### TASK INSTRUCTIONS
Copy out every line of the data exactly.

Records from a dataset:
▼▼▼

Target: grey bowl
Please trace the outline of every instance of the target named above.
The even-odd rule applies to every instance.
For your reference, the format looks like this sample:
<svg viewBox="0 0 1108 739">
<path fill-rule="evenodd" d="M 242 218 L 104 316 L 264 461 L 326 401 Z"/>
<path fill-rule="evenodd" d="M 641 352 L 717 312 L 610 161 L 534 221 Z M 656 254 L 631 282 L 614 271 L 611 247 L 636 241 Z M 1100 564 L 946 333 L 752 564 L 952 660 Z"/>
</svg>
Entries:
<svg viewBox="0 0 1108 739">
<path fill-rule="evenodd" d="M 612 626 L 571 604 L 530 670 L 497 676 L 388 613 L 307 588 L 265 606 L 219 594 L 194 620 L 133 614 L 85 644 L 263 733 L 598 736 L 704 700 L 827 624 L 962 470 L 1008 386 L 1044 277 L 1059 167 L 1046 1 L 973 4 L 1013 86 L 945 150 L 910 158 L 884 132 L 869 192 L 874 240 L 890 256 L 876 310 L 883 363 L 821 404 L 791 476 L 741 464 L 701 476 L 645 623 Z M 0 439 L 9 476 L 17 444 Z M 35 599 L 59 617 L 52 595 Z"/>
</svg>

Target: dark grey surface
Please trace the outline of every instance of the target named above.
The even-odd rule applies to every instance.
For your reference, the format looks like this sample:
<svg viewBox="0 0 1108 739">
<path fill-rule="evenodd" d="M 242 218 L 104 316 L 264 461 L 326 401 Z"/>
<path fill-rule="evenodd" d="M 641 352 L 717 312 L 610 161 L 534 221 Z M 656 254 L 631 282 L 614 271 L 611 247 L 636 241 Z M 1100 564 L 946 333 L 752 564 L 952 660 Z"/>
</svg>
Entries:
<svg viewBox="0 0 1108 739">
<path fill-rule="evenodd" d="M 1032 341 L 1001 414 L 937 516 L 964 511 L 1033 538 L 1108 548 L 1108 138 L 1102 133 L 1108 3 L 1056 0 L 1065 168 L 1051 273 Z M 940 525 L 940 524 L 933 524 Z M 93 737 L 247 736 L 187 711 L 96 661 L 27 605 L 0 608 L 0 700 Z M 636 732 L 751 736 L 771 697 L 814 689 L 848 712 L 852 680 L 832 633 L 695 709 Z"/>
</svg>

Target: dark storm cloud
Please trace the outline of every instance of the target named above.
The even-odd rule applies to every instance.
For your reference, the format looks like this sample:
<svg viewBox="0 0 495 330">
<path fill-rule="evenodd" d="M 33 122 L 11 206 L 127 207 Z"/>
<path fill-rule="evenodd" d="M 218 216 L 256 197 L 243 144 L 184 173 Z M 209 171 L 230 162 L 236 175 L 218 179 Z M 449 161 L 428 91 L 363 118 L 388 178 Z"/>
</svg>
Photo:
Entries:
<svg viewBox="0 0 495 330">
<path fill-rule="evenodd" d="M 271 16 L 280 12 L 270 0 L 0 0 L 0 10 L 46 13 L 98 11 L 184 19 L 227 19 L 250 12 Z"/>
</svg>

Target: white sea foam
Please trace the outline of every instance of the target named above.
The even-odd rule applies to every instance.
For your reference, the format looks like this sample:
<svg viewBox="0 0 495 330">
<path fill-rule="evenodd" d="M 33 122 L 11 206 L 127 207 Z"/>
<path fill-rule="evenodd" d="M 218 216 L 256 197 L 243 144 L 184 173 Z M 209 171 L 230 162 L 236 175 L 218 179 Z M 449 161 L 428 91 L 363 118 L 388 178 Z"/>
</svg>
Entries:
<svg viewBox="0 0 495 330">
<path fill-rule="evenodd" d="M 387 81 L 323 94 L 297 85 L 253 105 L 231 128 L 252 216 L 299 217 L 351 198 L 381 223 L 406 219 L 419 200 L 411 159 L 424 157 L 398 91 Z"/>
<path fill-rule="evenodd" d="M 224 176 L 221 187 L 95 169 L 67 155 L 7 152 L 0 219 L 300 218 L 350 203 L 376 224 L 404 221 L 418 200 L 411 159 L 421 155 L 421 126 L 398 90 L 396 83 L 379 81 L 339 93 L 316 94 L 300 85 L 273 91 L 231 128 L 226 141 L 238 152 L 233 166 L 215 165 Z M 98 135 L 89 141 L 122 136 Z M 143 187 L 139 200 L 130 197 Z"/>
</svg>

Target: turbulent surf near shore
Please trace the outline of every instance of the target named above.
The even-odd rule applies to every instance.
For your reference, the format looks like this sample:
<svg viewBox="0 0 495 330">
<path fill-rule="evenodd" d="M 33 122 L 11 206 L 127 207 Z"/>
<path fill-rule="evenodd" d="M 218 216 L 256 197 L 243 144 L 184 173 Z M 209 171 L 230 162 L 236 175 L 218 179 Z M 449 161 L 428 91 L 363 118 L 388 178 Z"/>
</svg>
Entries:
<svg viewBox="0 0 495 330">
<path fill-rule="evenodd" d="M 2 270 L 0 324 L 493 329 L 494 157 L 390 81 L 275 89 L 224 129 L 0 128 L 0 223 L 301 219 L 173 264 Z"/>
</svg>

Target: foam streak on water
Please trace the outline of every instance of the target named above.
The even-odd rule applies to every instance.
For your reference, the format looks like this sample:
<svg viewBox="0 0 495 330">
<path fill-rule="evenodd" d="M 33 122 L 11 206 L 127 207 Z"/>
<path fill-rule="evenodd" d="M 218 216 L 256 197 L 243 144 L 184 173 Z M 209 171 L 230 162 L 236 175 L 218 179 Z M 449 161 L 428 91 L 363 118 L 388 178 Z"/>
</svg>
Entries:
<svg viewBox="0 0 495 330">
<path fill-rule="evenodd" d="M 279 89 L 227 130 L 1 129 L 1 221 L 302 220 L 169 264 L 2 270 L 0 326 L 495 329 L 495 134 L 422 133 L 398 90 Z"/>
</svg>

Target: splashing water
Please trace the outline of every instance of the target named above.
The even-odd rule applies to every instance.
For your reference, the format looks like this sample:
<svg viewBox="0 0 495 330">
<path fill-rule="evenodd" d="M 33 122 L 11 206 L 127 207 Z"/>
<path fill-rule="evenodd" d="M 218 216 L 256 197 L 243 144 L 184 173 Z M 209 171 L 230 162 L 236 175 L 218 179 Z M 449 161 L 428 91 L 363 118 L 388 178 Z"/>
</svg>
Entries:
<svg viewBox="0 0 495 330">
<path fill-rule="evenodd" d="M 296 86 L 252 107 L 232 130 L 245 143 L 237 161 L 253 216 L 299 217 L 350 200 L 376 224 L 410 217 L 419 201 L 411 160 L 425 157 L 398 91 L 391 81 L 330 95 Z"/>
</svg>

▲▲▲

### WRITTEN RESPONSE
Target: grey bowl
Please trace the outline of every instance of the target named above.
The even-odd rule applies to every instance.
For your reference, the format looks like this sample:
<svg viewBox="0 0 1108 739">
<path fill-rule="evenodd" d="M 242 218 L 104 316 L 264 461 L 326 401 Z"/>
<path fill-rule="evenodd" d="M 641 352 L 717 312 L 610 161 L 534 221 Z M 656 254 L 631 282 L 614 271 L 611 247 L 636 241 Z M 1100 564 L 946 333 L 752 564 L 952 660 Z"/>
</svg>
Entries:
<svg viewBox="0 0 1108 739">
<path fill-rule="evenodd" d="M 612 626 L 571 604 L 530 670 L 497 676 L 388 613 L 307 588 L 265 606 L 219 594 L 194 620 L 133 614 L 85 644 L 263 733 L 598 736 L 704 700 L 827 624 L 962 470 L 1008 386 L 1044 277 L 1059 167 L 1046 1 L 973 4 L 1013 86 L 945 150 L 910 158 L 884 132 L 869 192 L 874 240 L 890 256 L 876 310 L 883 363 L 821 404 L 791 476 L 741 464 L 701 476 L 645 623 Z M 0 439 L 9 476 L 17 444 Z M 35 599 L 59 617 L 52 595 Z"/>
</svg>

Target: dark grey surface
Please trace the outline of every instance of the target named above.
The even-odd rule applies to every instance.
For your reference, the format looks like this sample:
<svg viewBox="0 0 1108 739">
<path fill-rule="evenodd" d="M 242 218 L 104 316 L 264 461 L 326 401 Z"/>
<path fill-rule="evenodd" d="M 641 352 L 717 312 L 610 161 L 534 221 Z M 656 254 L 631 282 L 614 271 L 611 247 L 636 241 Z M 1100 564 L 946 333 L 752 564 L 952 660 Z"/>
</svg>
Entries:
<svg viewBox="0 0 1108 739">
<path fill-rule="evenodd" d="M 1032 341 L 1001 414 L 937 516 L 964 511 L 1033 538 L 1108 548 L 1108 138 L 1102 133 L 1108 3 L 1056 0 L 1065 168 L 1051 273 Z M 940 525 L 940 524 L 933 524 Z M 93 737 L 247 736 L 187 711 L 96 661 L 27 605 L 0 608 L 0 700 Z M 636 732 L 751 736 L 771 697 L 814 689 L 848 712 L 852 680 L 832 633 L 695 709 Z"/>
</svg>

Target: dark storm cloud
Please trace the outline of every instance of the target named above.
The even-odd rule applies to every instance.
For your reference, the format looks like this sample:
<svg viewBox="0 0 495 330">
<path fill-rule="evenodd" d="M 33 122 L 11 206 L 127 207 Z"/>
<path fill-rule="evenodd" d="M 218 216 L 256 197 L 243 144 L 184 173 Z M 209 171 L 230 162 L 236 175 L 218 179 Z M 449 161 L 428 91 L 363 118 L 388 178 Z"/>
</svg>
Photo:
Entries:
<svg viewBox="0 0 495 330">
<path fill-rule="evenodd" d="M 271 16 L 280 12 L 270 0 L 0 0 L 0 10 L 46 13 L 98 11 L 184 19 L 227 19 L 250 12 Z"/>
</svg>

Target: white sea foam
Please trace the outline of every instance of the target named above.
The even-odd rule applies to every instance.
For your reference, the format looks like this sample:
<svg viewBox="0 0 495 330">
<path fill-rule="evenodd" d="M 33 122 L 11 206 L 127 207 Z"/>
<path fill-rule="evenodd" d="M 218 216 L 256 197 L 243 144 L 184 173 Z M 209 171 L 230 162 L 236 175 L 218 179 Z M 449 161 L 428 91 L 363 118 L 388 178 Z"/>
</svg>
Entries:
<svg viewBox="0 0 495 330">
<path fill-rule="evenodd" d="M 387 81 L 323 94 L 297 85 L 253 105 L 231 128 L 252 216 L 299 217 L 351 198 L 381 223 L 406 219 L 419 200 L 411 159 L 424 157 L 398 91 Z"/>
<path fill-rule="evenodd" d="M 224 176 L 221 187 L 95 169 L 67 155 L 7 152 L 0 219 L 300 218 L 350 203 L 376 224 L 404 221 L 418 200 L 411 159 L 421 155 L 421 126 L 398 90 L 396 83 L 379 81 L 339 93 L 316 94 L 300 85 L 273 91 L 231 128 L 226 141 L 238 152 L 233 166 L 215 165 Z M 98 135 L 89 141 L 122 136 Z M 143 187 L 139 200 L 130 197 Z"/>
</svg>

Target: turbulent surf near shore
Please trace the outline of every instance of the target named above.
The even-odd rule applies to every instance.
For your reference, the format looks like this sample:
<svg viewBox="0 0 495 330">
<path fill-rule="evenodd" d="M 33 122 L 11 206 L 127 207 Z"/>
<path fill-rule="evenodd" d="M 218 216 L 256 197 L 243 144 L 184 173 Z M 209 171 L 230 162 L 236 175 L 218 179 Z M 449 161 L 428 91 L 363 118 L 388 178 Z"/>
</svg>
Entries:
<svg viewBox="0 0 495 330">
<path fill-rule="evenodd" d="M 2 270 L 0 324 L 493 329 L 494 157 L 390 81 L 275 89 L 224 129 L 0 128 L 0 223 L 301 219 L 173 264 Z"/>
</svg>

Target: foam streak on water
Please trace the outline of every instance of the target named above.
The even-odd rule applies to every instance.
For your reference, the format looks like this sample:
<svg viewBox="0 0 495 330">
<path fill-rule="evenodd" d="M 33 122 L 11 206 L 127 207 Z"/>
<path fill-rule="evenodd" d="M 218 216 L 256 197 L 243 144 L 184 173 Z M 209 171 L 230 162 L 236 175 L 218 179 Z M 449 161 L 428 91 L 363 118 L 388 178 Z"/>
</svg>
Entries:
<svg viewBox="0 0 495 330">
<path fill-rule="evenodd" d="M 279 89 L 227 130 L 1 129 L 1 221 L 302 220 L 169 264 L 2 270 L 0 326 L 495 329 L 495 134 L 422 133 L 398 90 Z"/>
</svg>

Target: splashing water
Please trace the outline of every instance of the target named above.
The even-odd rule applies to every instance.
For your reference, the format looks like this sample:
<svg viewBox="0 0 495 330">
<path fill-rule="evenodd" d="M 33 122 L 11 206 L 127 207 Z"/>
<path fill-rule="evenodd" d="M 218 216 L 256 197 L 243 144 L 184 173 Z M 209 171 L 230 162 L 236 175 L 218 179 Z M 449 161 L 428 91 L 363 118 L 388 178 Z"/>
</svg>
Entries:
<svg viewBox="0 0 495 330">
<path fill-rule="evenodd" d="M 296 86 L 252 107 L 232 130 L 245 143 L 237 161 L 253 216 L 299 217 L 350 200 L 376 224 L 410 217 L 419 201 L 411 160 L 425 157 L 398 91 L 391 81 L 330 95 Z"/>
</svg>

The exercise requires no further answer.